— Begin EXERCISE INPUTS —

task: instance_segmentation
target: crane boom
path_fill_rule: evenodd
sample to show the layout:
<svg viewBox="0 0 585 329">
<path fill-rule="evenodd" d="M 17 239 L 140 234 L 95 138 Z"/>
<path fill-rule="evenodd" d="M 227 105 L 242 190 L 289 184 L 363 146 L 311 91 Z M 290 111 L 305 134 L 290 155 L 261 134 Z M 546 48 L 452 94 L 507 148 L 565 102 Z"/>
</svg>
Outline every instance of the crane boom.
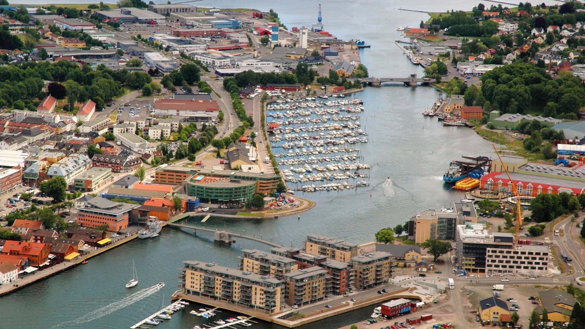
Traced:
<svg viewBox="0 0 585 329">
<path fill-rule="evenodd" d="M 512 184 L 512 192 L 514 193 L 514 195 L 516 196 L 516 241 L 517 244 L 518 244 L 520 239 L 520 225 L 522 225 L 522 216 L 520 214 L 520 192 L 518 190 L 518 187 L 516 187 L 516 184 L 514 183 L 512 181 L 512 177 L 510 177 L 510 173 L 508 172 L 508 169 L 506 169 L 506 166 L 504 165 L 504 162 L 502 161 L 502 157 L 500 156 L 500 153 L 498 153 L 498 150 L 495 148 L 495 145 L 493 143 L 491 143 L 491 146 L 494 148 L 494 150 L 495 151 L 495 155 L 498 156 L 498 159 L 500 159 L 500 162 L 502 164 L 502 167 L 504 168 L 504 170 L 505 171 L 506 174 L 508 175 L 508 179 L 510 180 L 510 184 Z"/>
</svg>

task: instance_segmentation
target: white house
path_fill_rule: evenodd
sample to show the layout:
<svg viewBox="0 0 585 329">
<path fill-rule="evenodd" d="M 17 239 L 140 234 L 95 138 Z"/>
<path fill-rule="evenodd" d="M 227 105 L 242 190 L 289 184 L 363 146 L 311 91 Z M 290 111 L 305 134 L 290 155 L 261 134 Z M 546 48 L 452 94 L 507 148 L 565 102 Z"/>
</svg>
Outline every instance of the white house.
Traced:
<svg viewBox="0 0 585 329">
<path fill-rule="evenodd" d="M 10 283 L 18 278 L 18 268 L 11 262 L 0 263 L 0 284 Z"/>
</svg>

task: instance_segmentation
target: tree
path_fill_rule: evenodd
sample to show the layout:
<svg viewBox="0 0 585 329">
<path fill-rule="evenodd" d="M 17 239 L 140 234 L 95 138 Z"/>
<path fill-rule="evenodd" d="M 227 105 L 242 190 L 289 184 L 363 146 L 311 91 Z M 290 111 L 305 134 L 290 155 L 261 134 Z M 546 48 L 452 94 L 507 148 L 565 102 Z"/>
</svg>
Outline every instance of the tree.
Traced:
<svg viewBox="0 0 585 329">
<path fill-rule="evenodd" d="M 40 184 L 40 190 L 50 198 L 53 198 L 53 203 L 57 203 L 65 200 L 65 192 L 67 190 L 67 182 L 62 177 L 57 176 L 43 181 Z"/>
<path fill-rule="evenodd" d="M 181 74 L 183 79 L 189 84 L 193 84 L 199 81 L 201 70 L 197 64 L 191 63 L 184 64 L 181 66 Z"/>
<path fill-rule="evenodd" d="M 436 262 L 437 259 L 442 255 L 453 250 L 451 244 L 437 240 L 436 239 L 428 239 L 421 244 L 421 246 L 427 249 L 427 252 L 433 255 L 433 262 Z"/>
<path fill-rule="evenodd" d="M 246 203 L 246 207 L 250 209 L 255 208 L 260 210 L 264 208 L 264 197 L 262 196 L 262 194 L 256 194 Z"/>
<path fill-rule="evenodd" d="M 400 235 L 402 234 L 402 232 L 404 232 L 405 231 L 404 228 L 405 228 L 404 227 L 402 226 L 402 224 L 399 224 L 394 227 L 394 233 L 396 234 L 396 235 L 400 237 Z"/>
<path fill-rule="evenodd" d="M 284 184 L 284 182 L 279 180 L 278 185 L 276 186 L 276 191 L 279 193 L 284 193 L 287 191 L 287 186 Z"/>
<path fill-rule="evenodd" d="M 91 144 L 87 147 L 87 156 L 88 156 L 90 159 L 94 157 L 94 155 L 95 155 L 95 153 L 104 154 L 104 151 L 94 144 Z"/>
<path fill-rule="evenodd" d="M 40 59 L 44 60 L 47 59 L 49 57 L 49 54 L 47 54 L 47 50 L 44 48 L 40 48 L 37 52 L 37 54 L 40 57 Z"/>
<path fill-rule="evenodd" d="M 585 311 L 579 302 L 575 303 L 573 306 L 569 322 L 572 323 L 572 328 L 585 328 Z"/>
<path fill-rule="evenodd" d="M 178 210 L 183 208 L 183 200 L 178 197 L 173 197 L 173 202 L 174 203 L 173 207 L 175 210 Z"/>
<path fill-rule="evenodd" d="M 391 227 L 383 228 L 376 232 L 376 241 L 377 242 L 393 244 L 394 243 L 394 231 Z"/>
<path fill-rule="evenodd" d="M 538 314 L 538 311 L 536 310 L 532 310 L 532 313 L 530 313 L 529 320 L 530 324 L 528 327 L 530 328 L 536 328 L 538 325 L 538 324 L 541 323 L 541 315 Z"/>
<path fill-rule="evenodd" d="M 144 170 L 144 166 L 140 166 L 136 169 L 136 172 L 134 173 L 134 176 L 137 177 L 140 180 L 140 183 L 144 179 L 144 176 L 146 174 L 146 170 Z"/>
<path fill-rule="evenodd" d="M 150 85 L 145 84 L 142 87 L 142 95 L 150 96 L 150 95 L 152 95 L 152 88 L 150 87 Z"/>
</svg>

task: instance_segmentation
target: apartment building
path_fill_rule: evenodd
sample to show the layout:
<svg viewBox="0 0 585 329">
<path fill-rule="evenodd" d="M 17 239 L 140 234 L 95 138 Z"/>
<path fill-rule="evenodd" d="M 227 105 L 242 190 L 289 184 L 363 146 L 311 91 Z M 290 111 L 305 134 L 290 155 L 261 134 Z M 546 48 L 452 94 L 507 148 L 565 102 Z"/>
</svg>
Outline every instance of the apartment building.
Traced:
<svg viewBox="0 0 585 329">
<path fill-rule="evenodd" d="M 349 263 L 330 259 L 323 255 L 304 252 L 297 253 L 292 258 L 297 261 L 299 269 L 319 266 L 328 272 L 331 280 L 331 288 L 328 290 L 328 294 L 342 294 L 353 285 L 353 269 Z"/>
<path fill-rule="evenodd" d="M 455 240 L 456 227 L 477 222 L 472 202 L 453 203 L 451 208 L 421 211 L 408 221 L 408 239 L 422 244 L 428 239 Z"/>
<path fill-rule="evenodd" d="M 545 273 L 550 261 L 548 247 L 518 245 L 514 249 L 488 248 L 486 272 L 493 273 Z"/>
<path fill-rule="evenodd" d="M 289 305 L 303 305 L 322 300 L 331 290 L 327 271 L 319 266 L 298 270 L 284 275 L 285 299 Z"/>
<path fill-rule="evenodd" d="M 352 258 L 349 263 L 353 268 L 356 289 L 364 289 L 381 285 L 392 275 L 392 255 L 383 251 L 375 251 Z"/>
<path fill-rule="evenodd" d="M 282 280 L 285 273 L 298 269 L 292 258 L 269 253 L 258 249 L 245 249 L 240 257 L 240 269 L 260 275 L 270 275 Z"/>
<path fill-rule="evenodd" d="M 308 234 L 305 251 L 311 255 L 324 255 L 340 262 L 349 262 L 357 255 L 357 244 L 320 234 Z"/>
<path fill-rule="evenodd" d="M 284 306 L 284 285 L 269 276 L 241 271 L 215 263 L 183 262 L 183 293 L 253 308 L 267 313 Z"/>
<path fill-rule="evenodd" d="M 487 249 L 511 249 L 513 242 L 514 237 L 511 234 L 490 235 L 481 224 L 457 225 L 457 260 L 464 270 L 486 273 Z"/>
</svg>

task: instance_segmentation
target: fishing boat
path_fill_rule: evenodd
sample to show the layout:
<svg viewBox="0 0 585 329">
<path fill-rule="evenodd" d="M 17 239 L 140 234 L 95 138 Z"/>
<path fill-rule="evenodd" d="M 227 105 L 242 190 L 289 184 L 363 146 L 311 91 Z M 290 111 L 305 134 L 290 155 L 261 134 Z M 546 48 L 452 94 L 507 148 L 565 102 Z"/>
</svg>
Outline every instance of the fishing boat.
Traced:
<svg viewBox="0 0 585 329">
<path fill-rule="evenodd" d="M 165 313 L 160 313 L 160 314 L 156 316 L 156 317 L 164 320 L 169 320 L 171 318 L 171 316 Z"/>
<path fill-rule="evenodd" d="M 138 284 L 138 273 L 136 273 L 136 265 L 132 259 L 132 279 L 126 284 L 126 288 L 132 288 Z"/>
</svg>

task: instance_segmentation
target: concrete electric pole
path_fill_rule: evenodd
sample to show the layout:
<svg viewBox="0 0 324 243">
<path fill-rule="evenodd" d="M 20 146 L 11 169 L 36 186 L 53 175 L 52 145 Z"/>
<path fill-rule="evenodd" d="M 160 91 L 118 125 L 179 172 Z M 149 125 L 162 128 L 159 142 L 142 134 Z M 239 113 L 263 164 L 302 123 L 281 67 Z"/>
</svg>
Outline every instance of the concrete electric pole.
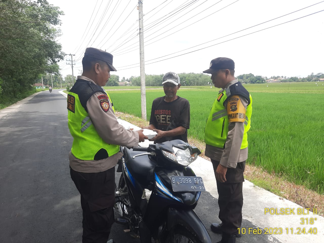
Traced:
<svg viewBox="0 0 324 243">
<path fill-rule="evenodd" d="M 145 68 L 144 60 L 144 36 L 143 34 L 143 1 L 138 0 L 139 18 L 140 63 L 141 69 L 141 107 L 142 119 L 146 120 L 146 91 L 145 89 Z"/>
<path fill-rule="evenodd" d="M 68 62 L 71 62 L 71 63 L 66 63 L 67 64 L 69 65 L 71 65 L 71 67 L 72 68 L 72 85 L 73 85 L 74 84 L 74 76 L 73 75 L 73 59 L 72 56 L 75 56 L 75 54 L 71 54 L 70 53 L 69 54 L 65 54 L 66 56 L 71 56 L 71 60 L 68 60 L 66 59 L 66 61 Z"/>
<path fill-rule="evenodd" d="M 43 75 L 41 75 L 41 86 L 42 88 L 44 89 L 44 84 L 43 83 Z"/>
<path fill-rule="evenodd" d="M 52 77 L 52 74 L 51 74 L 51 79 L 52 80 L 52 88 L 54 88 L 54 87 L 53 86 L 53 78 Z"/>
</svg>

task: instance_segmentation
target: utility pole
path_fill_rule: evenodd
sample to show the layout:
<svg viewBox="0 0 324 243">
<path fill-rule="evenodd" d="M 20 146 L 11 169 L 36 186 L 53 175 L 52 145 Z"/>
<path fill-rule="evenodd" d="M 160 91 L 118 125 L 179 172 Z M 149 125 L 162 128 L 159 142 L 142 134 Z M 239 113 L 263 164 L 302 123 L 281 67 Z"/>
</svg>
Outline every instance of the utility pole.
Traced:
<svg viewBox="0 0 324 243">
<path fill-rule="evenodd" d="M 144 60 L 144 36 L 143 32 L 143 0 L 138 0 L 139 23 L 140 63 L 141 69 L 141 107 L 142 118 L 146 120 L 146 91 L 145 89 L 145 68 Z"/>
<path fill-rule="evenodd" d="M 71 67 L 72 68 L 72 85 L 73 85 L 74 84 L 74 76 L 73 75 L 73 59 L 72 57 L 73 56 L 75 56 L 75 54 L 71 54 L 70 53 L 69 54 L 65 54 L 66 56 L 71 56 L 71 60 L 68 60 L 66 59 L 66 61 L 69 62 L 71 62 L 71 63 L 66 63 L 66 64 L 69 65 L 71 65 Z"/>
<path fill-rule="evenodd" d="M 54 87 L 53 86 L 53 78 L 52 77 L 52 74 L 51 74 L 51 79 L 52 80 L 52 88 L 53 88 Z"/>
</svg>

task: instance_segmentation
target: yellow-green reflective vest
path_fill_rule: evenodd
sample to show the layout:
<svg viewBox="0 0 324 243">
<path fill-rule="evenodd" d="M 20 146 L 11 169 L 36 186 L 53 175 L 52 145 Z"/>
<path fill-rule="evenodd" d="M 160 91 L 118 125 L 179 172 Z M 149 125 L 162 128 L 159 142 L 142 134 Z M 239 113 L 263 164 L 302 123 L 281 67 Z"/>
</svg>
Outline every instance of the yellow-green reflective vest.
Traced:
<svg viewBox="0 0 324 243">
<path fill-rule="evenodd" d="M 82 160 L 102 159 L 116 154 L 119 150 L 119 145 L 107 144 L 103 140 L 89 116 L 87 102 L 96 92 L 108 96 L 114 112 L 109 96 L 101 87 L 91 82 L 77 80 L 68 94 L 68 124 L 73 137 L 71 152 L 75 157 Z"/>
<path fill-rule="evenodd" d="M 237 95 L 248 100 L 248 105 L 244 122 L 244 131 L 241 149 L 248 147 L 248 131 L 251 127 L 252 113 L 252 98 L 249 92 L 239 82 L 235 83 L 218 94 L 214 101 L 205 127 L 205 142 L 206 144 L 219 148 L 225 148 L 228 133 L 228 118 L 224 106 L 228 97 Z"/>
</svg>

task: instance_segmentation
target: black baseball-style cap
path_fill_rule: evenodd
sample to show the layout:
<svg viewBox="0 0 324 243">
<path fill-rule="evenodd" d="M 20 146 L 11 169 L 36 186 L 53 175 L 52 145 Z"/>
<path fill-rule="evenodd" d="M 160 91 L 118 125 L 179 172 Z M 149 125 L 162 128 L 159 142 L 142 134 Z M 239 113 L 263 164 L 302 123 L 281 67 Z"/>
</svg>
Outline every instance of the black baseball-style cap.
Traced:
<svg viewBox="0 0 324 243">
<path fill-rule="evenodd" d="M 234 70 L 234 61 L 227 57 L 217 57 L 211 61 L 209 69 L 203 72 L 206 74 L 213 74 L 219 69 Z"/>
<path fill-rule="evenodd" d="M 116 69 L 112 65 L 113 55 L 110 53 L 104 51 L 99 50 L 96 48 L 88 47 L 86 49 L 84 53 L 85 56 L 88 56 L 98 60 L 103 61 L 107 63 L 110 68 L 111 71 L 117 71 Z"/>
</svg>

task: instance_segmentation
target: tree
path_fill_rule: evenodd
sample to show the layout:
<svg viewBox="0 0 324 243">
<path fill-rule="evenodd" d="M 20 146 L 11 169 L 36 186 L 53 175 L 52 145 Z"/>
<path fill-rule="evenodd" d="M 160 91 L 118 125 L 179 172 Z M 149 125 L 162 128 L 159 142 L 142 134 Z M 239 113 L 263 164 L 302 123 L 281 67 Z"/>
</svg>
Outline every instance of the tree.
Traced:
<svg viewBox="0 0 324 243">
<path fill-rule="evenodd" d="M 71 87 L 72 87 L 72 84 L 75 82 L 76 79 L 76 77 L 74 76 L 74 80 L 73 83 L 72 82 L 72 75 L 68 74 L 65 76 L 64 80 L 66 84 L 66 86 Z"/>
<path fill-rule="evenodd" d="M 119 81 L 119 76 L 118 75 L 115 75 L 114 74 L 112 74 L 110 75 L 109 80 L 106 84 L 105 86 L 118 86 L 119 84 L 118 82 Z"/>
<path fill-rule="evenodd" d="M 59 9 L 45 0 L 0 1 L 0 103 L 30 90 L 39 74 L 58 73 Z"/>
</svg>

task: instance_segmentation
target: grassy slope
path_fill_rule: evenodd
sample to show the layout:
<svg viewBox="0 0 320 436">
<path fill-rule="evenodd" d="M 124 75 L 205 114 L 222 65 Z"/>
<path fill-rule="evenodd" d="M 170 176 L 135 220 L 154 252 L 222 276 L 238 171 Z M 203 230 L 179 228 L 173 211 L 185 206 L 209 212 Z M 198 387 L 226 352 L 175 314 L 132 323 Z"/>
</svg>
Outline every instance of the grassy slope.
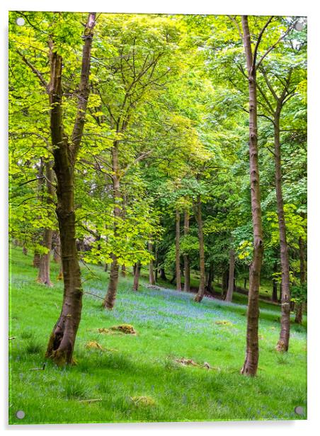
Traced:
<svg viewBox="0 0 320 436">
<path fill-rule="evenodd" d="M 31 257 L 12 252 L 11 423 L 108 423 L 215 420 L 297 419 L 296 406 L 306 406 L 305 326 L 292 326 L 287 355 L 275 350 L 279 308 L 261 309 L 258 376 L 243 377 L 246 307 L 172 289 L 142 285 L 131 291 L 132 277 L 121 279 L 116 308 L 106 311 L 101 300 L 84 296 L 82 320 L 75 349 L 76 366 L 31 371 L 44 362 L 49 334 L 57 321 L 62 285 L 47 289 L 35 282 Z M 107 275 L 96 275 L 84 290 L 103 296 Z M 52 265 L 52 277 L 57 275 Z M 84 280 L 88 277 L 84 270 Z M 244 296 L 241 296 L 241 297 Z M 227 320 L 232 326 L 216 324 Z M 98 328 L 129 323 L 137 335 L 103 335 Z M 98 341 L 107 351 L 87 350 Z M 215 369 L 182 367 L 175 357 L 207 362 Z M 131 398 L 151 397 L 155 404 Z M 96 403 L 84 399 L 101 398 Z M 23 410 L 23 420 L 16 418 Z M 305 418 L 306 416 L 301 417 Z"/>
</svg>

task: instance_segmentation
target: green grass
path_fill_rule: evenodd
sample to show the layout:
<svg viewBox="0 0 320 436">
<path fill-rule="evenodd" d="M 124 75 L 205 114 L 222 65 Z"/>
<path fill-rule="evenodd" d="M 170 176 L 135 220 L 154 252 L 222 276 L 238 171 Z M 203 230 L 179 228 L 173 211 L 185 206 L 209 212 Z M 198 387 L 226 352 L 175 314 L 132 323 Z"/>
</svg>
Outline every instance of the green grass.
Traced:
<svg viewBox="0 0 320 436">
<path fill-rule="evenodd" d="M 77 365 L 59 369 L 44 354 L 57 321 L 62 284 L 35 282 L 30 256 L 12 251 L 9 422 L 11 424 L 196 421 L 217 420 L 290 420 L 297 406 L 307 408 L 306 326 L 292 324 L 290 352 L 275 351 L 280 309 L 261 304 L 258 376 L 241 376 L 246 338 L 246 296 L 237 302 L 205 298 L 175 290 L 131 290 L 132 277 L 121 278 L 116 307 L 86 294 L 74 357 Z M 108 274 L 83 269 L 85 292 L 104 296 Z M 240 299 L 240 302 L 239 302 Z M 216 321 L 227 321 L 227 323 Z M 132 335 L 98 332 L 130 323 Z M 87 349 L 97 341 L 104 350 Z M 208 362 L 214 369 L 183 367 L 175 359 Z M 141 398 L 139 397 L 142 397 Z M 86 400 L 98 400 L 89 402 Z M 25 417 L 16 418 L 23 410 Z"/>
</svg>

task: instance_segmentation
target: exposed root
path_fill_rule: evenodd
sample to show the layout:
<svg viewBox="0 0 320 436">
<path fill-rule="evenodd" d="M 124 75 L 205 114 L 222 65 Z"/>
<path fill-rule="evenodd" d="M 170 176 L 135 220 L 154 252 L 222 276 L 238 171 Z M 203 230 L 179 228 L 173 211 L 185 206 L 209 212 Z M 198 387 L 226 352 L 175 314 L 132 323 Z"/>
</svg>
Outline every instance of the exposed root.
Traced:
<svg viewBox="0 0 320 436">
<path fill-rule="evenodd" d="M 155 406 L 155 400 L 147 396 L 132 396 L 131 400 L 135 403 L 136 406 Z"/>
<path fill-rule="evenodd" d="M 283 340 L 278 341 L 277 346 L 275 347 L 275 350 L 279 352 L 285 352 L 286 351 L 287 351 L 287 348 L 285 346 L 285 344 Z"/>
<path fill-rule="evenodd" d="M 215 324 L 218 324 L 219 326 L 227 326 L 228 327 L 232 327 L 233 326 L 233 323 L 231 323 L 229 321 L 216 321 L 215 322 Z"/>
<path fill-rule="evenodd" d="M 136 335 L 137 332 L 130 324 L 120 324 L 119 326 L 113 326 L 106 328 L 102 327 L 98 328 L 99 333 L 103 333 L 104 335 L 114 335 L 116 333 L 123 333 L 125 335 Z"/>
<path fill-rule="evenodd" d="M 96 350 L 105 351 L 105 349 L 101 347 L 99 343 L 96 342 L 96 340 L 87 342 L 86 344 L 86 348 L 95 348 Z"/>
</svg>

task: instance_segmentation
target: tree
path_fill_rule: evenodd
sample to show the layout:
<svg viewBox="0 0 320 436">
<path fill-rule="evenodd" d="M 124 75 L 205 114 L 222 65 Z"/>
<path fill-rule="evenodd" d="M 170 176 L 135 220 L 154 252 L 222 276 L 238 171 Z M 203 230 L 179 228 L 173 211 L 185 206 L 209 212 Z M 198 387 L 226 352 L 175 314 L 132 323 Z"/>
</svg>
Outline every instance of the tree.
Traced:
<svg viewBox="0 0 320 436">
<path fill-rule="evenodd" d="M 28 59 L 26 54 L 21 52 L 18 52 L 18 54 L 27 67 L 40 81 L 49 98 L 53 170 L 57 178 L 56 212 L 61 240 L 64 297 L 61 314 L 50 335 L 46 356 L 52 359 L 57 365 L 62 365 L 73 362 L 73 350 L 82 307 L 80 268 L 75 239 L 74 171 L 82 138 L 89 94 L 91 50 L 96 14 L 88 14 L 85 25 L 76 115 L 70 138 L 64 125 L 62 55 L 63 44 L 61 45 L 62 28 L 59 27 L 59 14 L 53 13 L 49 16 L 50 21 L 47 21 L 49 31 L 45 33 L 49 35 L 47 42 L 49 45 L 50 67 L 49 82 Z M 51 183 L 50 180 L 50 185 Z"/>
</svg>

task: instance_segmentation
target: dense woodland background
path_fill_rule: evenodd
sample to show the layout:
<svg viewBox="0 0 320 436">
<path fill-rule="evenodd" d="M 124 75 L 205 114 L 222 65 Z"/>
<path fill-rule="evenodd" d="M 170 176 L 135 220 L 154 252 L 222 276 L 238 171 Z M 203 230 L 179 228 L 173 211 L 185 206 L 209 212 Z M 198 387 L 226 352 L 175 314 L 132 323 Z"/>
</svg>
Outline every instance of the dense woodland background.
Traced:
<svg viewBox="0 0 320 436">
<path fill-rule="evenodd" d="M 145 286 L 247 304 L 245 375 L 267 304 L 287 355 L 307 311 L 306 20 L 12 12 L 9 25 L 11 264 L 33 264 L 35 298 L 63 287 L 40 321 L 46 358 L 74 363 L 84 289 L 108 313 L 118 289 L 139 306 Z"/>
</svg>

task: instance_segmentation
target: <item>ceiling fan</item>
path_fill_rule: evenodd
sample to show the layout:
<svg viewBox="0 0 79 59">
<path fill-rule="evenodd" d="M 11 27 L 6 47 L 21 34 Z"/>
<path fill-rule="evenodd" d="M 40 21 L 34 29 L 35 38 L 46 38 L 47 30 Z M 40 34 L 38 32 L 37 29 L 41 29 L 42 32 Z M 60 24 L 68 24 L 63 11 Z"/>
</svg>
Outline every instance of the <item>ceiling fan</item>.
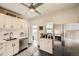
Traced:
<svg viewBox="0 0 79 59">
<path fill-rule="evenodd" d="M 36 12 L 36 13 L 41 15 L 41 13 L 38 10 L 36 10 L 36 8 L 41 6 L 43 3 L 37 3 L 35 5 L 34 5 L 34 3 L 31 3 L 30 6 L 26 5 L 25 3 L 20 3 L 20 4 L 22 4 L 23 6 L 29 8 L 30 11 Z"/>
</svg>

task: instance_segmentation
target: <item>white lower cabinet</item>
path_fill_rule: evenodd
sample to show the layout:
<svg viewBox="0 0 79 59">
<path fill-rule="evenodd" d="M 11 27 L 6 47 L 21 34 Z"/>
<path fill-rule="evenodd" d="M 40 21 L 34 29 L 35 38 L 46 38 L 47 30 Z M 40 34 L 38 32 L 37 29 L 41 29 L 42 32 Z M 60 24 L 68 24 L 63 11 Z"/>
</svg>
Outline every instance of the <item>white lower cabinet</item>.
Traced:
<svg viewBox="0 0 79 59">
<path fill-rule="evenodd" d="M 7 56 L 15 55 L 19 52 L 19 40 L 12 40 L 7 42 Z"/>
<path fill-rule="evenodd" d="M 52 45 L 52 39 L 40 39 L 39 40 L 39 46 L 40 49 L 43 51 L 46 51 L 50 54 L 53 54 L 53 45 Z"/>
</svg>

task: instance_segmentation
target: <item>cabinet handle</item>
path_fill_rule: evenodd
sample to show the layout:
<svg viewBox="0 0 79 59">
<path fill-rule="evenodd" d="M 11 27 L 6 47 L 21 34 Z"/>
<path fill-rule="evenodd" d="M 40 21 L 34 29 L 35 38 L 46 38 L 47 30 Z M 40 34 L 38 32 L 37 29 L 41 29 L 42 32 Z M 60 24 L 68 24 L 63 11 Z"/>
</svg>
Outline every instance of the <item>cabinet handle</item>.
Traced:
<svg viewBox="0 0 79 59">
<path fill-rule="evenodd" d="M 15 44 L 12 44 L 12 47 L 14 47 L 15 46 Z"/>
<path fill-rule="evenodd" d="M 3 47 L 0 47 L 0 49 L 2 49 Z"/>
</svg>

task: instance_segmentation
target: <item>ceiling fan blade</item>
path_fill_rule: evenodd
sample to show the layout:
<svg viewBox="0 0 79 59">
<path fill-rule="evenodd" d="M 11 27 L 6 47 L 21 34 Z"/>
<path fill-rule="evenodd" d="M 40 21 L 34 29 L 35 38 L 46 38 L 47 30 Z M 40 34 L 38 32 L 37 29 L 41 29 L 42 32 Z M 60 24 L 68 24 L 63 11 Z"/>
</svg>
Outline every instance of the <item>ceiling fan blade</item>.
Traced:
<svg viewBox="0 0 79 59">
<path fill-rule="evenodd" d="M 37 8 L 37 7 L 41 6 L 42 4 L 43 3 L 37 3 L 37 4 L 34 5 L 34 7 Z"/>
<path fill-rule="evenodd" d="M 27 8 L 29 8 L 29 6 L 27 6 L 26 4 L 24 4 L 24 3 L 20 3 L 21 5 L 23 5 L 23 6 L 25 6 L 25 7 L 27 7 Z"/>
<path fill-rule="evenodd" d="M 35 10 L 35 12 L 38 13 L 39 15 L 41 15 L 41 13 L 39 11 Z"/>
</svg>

— End EXERCISE INPUTS —

▸ **INSTRUCTIONS TO FOLLOW**: Extract every line in the rows above that contains the word "blade", matching case exactly.

▸ **COMPLETED TASK**:
target: <item>ceiling fan blade</item>
Outline every instance of the <item>ceiling fan blade</item>.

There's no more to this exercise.